* Article
┄┄┄┄┄┄┄┄┄┄

ARLES EN FERIA Clemente et Adriano font chavirer les arènes devant les Victorino
Corrida de Victorino Martin pour Jose Garrido (silence et oreille), Clemente (salut et deux oreilles) et Adrien Salenc (silence et deux oreilles).
Heureux de revoir les Victorino, comme toujours. La famille est une de celles qui marquent plusieurs générations. Ses toros aussi. Des plus jeunes aux vieux sages, de nombreux aficionados se souviennent, avec une belle nostalgie, d’un toro de Victorino. D’un duel. D’un intense moment.
Jose Garrido est déjà chef de lidia d’une telle corrida, lui qui n’a pris son doctorat à Séville qu’en 2015 avec un toro de Juan Pedro… Clemente ? Lui aussi, sur le papier, est inexpérimenté pour cette course. Pour Adrien Salenc, c’est encore autre chose car il n’était même pas prévu au programme ! Cette corrida promettait de belles choses, des moments uniques.
Jose Garrido entame et lance les festivités. Malheureusement il tombe sur un Victorino impossible. Ça arrive parfois. Sans trop essayer de tenter l’impossible, l’Espagnol se résout à lâcher l’affaire et jure de revenir pour un second duel plus d’attaque en espérant avoir la main plus chanceuse.
Né en 1993 à Badajoz, Garrido est un peu heureux lors de ce fameux second combat. Là, il n’abandonne pas et trace quelques belles courbes sur le sable arlésien. Son adversaire coopère largement et donne même du relief à cette opposition. C’est ce que sont venus voir les tendidos qui restent un poil tendus mais qui sont séduits par les efforts consentis par le maestro qui parvient à faire tomber un mouchoir blanc du palco. Mérité.

┄┄┄┄┄┄┄┄┄┄

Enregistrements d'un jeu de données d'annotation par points

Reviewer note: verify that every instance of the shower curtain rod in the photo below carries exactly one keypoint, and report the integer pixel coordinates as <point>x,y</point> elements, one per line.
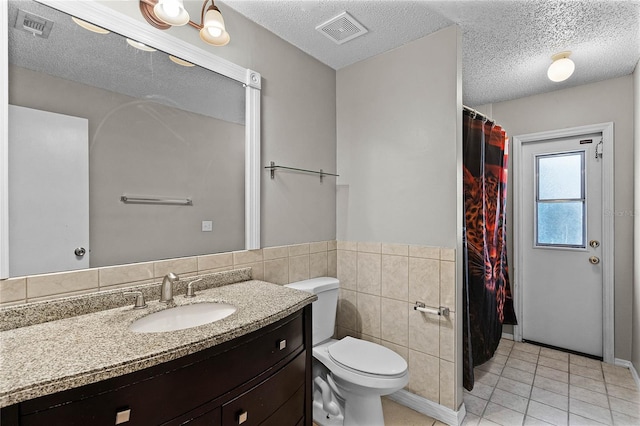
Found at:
<point>478,114</point>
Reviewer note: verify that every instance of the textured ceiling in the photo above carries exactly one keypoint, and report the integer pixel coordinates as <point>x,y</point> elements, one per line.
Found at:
<point>506,45</point>
<point>108,62</point>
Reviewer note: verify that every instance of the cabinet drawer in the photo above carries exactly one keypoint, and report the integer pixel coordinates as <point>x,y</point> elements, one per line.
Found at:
<point>266,399</point>
<point>173,389</point>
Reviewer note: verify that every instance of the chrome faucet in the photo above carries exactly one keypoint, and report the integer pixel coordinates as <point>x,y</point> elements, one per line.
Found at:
<point>166,290</point>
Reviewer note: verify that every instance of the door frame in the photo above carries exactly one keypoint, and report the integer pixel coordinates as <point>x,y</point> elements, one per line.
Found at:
<point>608,332</point>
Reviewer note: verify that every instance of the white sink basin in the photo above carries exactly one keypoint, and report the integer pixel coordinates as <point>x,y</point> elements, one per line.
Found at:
<point>182,317</point>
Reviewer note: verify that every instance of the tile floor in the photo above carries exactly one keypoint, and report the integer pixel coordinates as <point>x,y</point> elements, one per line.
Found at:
<point>524,384</point>
<point>528,385</point>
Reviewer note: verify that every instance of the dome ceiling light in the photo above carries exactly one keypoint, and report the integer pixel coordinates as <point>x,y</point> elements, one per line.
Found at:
<point>561,68</point>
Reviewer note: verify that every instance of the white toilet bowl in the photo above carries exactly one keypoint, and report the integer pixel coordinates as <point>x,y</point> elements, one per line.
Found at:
<point>360,373</point>
<point>349,375</point>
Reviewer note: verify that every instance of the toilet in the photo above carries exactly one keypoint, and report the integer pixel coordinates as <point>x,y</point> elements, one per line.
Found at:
<point>349,375</point>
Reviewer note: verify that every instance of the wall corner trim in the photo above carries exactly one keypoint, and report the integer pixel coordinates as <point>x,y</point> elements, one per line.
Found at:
<point>628,364</point>
<point>429,408</point>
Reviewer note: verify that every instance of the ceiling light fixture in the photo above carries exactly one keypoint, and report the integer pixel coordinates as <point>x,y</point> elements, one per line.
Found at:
<point>561,68</point>
<point>163,14</point>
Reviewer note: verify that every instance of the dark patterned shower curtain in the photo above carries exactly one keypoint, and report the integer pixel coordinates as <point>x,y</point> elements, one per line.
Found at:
<point>487,302</point>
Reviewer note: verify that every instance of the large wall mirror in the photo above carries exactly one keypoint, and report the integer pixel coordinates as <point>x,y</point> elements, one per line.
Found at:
<point>115,152</point>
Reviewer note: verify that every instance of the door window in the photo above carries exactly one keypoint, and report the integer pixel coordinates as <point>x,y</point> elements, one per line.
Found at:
<point>560,200</point>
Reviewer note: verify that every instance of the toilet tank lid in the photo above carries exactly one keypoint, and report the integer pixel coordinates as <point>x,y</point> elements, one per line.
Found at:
<point>316,285</point>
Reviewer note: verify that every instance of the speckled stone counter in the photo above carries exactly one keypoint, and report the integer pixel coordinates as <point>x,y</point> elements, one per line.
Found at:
<point>49,357</point>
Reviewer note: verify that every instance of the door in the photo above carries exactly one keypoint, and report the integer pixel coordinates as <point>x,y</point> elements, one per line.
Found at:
<point>48,192</point>
<point>562,286</point>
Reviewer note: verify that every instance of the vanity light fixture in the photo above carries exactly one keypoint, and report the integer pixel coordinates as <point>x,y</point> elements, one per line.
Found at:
<point>163,14</point>
<point>90,27</point>
<point>140,46</point>
<point>561,68</point>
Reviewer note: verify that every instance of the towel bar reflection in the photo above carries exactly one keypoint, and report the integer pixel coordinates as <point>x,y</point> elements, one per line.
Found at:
<point>156,200</point>
<point>442,310</point>
<point>273,167</point>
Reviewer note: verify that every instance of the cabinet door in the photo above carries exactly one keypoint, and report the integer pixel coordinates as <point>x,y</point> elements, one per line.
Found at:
<point>264,400</point>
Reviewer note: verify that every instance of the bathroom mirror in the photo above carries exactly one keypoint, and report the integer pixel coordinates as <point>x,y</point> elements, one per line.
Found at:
<point>173,150</point>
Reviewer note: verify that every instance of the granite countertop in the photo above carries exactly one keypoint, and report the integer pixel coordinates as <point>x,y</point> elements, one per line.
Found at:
<point>49,357</point>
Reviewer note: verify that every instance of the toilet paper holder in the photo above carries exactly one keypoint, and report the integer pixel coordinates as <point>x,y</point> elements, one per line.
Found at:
<point>441,311</point>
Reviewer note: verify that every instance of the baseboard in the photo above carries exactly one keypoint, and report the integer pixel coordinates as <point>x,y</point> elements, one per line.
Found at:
<point>629,365</point>
<point>507,336</point>
<point>429,408</point>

┄┄┄┄┄┄┄┄┄┄

* Consignes
1. D'après l'article sur la corrida d'Arles, dans quelle ville et en quelle année Jose Garrido a-t-il pris son doctorat ?
2. Recopiez fidèlement l'article sur la corrida d'Arles, de « Jose Garrido entame » à « main plus chanceuse. ».
3. Prolongez l'article sur la corrida d'Arles après sa dernière phrase.
Ce matériel provient d'une autre source que l'article sur la corrida d'Arles.

* Corrigé des exercices
1. À Séville, en 2015.

2.
Jose Garrido entame et lance les festivités. Malheureusement il tombe sur un Victorino impossible. Ça arrive parfois. Sans trop essayer de tenter l’impossible, l’Espagnol se résout à lâcher l’affaire et jure de revenir pour un second duel plus d’attaque en espérant avoir la main plus chanceuse.

3.
Le lando-girondin qui a pris son alternative en 2016 à Zamora (Espagne), Clément Dubesq dit Clemente, est né à Bordeaux en 1995. Il a connu une carrière compliquée et revient peu à peu après une traversée, classique, du désert. Pour lui, les Victorino seront un défi à ne pas rater et d’emblée il marque les esprits en dominant son opposant tout en laissant la place à l’émotion et au doute. Il aurait dû, pu, couper une grosse oreille s’il n’avait pas explosé aux aciers. Lui aussi promet de revenir plus fort mais son investissement est indéniable. Du capote en passant par de sublimes et lentes séries de naturelles jusqu’à sa dernière passe, Clemente a fait vibrer l’amphithéâtre. L’amphithéâtre s’en souviendra longtemps.
Ultime chance pour le Français de briller. Pas plus tard que lors de son second duel Clemente poursuit son œuvre. Là encore il trouve l’alchimie nécessaire. Il ne déplace pas son Victorino, il l’écoute, le comprend, l’embarque pour trois séries de folies à gauche. Il le fait revenir puis redémarre pour une série de mieux. Une série de trop qui estompe les belles choses que les gradins ont pu voir de lui mais qui ne lui coûtera rien. Le public a envie de le faire sortir en triomphe, le palco hésite un temps mais sort, logiquement, les deux mouchoirs blancs nécessaires. Clemente comprend qu’il a réussi son pari, Jean-Baptiste Jalabert, l’empresa, sourit et Victorino Martin, présent en tribune, se frotte les mains. Les deux oreilles du panache, de l’envie, de la ténacité, de l’aficion.
Né à Aguascalientes en 1997, Leo Valadez (quelques doigts cassés) est remplacé par Adrien Salenc, Nîmois qui apprécie fortement les arènes d’Arles. Lui aussi jeune en alternative on peut l’imaginer encore un peu vert pour intégrer à la volée ce cartel. Que nenni ! Même s’il écoutera le silence à l’issue de sa première prestation, Adrien dit au public que lui aussi il reviendra encore plus fort sur son second. Pourtant, ce coup d’essai s’est plus que bien passé mais c’est aux aciers que le drame s’est joué. Il faut dire que son Victorino était compliqué à décrypter mais bravito au cheval et avec un fond de noblesse à la muleta. Il ne fallait pas regarder les gabians passer car le cornu demandait les papiers !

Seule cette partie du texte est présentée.